● Exercise text
--*--

Use the React Bricks docs directly in your AI assistant
We have released a remote MCP server for the React Bricks documentation.
With it, MCP-compatible AI assistants can search and read the React Bricks docs while helping you build. Instead of relying only on generic knowledge about React, CMSs, or previous versions of a framework, your assistant can retrieve the exact React Bricks documentation pages it needs.
This is especially useful when working with concepts such as Bricks, visual editing components, schemas, sidebar controls, repeaters, stories, page types, templates, external data, and framework-specific setup.
Why we added MCP support
AI assistants are becoming part of the developer workflow. They can help scaffold code, explain APIs, debug issues, and suggest implementation patterns.
But they are only useful when they have the right context.
React Bricks has a specific architecture: content is structured through React components, enriched with schema definitions, and edited visually by content teams. To give good answers, an AI assistant needs to understand that model.
The new MCP server lets the assistant search the React Bricks documentation and fetch individual pages or sections as clean Markdown. This gives it much better context when answering questions or helping with implementation.
How to use it
You can connect your MCP-compatible assistant to the React Bricks docs endpoint:
https://docs.reactbricks.com/mcp
For example, in Claude Code you can add it with:
claude mcp add --transport http reactbricks-docs https://docs.reactbricks.com/mcp
Once connected, you can ask questions such as:
"Using the React Bricks docs, how do I create a nested repeater of bricks?"

--*--

● Information given
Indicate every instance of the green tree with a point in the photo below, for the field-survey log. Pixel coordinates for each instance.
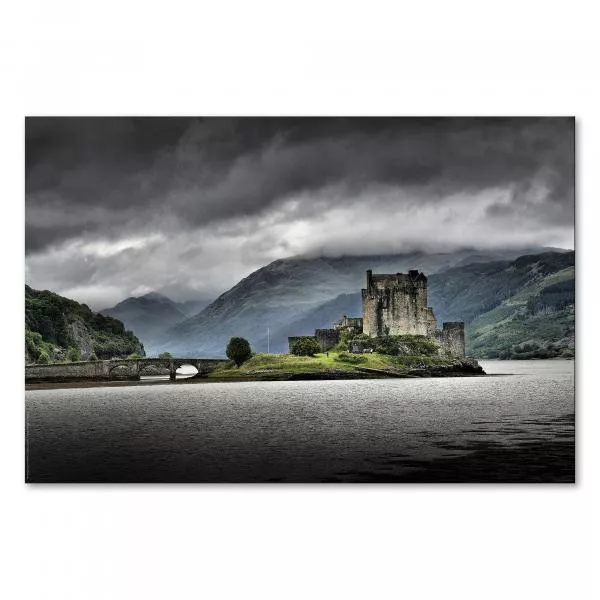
(73, 354)
(238, 350)
(305, 346)
(43, 358)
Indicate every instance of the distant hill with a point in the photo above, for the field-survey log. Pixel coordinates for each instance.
(534, 312)
(191, 308)
(506, 306)
(289, 290)
(149, 316)
(57, 327)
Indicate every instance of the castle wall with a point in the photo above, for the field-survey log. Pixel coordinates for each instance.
(397, 305)
(291, 340)
(327, 338)
(351, 324)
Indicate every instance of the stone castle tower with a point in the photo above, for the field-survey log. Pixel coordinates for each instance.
(397, 305)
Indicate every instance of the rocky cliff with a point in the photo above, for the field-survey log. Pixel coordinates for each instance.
(57, 328)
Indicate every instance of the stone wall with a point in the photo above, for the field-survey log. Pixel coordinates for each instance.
(113, 369)
(292, 339)
(397, 305)
(327, 338)
(350, 324)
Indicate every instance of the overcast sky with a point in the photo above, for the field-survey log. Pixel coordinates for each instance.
(122, 206)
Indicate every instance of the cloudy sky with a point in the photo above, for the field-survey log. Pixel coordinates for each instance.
(188, 206)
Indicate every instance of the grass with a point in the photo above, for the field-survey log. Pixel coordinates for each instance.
(265, 365)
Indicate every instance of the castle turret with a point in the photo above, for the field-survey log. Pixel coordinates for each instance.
(397, 305)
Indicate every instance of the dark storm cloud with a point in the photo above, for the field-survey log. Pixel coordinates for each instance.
(111, 177)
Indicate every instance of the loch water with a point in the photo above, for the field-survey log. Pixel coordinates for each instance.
(515, 425)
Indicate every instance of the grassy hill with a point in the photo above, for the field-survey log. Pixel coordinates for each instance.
(57, 328)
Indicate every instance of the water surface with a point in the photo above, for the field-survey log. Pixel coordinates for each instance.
(516, 426)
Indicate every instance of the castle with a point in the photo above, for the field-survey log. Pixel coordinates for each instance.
(395, 305)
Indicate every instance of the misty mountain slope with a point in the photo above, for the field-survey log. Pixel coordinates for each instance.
(288, 290)
(191, 308)
(54, 323)
(462, 293)
(148, 317)
(509, 304)
(540, 314)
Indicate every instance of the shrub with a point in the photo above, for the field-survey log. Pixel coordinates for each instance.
(350, 358)
(73, 354)
(43, 358)
(305, 346)
(238, 350)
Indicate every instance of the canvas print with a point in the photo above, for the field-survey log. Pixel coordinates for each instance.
(299, 300)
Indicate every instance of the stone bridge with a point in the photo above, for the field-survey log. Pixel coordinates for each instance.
(129, 368)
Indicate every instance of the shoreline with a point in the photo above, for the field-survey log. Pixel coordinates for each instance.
(193, 380)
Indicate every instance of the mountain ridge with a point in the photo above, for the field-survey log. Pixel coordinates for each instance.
(283, 291)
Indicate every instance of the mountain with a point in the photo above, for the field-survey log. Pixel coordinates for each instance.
(149, 316)
(192, 307)
(289, 290)
(57, 328)
(534, 312)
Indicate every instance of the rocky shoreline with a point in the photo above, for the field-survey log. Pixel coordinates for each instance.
(461, 368)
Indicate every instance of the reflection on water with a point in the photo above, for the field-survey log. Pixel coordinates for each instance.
(516, 426)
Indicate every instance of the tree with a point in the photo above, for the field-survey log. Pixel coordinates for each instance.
(238, 350)
(305, 346)
(43, 358)
(73, 354)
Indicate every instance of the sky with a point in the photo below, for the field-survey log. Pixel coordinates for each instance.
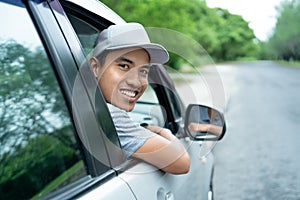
(261, 14)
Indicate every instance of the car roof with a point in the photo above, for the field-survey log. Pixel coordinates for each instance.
(98, 8)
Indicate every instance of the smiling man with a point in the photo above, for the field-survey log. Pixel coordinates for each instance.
(121, 62)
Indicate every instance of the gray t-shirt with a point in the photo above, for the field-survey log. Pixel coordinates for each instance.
(132, 136)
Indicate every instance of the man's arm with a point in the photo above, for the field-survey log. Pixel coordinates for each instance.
(164, 151)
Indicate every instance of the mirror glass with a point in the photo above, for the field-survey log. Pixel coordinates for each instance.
(204, 123)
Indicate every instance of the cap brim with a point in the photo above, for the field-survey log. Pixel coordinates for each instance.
(158, 54)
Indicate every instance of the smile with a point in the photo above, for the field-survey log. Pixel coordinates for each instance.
(129, 93)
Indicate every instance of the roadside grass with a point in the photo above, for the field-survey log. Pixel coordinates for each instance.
(295, 64)
(59, 180)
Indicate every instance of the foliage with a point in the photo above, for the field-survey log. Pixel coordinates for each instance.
(224, 36)
(37, 143)
(285, 42)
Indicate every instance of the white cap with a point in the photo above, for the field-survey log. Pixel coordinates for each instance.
(130, 35)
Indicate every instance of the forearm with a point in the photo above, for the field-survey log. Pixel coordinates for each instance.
(166, 133)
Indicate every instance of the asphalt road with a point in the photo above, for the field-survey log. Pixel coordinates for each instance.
(259, 156)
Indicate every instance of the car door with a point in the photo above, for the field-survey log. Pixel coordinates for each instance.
(161, 105)
(144, 180)
(52, 144)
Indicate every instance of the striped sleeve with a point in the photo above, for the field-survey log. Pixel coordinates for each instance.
(132, 136)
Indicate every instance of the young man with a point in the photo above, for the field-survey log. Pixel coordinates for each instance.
(121, 63)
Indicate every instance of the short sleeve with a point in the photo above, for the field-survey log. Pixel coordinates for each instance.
(131, 135)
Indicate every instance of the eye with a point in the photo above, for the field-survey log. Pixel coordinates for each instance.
(144, 71)
(124, 66)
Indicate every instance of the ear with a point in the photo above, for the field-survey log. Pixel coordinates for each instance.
(95, 65)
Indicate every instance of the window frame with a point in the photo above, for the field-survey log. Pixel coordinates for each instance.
(61, 53)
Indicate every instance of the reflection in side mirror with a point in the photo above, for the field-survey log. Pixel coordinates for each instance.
(204, 123)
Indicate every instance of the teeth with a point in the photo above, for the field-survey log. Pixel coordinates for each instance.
(128, 93)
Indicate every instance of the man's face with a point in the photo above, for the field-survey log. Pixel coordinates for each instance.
(123, 78)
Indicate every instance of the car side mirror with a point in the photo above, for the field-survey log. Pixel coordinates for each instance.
(204, 123)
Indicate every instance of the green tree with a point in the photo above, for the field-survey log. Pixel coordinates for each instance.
(223, 35)
(285, 42)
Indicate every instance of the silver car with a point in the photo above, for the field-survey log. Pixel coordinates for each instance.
(57, 138)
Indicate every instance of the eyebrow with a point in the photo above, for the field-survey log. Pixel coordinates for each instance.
(123, 59)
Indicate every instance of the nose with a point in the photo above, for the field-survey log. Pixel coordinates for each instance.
(135, 78)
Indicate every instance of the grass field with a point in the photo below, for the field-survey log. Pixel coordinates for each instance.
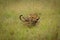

--*--

● Work to be completed
Please answer these questions from the text about the React Bricks docs MCP server:
(a) In what format does the MCP server fetch individual pages or sections?
(b) What endpoint address do you connect an MCP-compatible assistant to?
(c) According to the text, what is content in React Bricks structured through?
The records have nothing to do with the text about the React Bricks docs MCP server.

● Answer box
(a) Clean Markdown.
(b) https://docs.reactbricks.com/mcp
(c) React components.